(Coordinate annotation entries)
'''

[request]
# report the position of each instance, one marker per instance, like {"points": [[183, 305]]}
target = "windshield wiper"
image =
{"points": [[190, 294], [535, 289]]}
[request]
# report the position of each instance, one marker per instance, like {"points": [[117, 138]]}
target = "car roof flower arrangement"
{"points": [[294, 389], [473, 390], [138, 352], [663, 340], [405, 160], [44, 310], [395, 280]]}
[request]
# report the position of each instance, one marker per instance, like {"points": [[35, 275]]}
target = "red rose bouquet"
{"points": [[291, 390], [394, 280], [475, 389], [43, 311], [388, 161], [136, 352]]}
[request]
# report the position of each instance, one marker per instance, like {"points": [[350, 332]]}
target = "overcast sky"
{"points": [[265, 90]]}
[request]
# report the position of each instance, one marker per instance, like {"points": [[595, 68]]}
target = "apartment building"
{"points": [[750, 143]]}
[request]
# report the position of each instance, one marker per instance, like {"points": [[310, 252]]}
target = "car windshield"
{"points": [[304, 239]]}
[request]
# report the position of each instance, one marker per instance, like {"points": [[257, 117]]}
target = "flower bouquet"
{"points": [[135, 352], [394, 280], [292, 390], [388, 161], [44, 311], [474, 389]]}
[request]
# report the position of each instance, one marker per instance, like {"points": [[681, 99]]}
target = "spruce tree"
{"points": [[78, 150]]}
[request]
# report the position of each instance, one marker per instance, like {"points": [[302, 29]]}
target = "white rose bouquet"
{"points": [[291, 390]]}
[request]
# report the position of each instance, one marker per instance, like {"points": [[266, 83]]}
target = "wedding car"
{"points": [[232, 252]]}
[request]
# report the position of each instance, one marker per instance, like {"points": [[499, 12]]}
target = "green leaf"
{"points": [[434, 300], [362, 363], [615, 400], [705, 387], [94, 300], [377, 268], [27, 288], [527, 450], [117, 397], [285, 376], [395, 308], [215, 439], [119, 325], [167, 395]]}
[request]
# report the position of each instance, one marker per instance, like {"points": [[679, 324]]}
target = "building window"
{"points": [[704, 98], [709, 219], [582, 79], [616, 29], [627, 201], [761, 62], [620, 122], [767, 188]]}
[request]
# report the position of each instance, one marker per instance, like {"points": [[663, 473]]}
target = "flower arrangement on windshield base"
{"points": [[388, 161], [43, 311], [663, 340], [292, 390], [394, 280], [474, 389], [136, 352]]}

'''

### Written instruction
Show every line in the items above that contains the string "arrangement", treating uppercase and lowercase as distinct.

### Exercise solution
target = "car roof flower arrangement"
target = "flower arrangement on windshield base"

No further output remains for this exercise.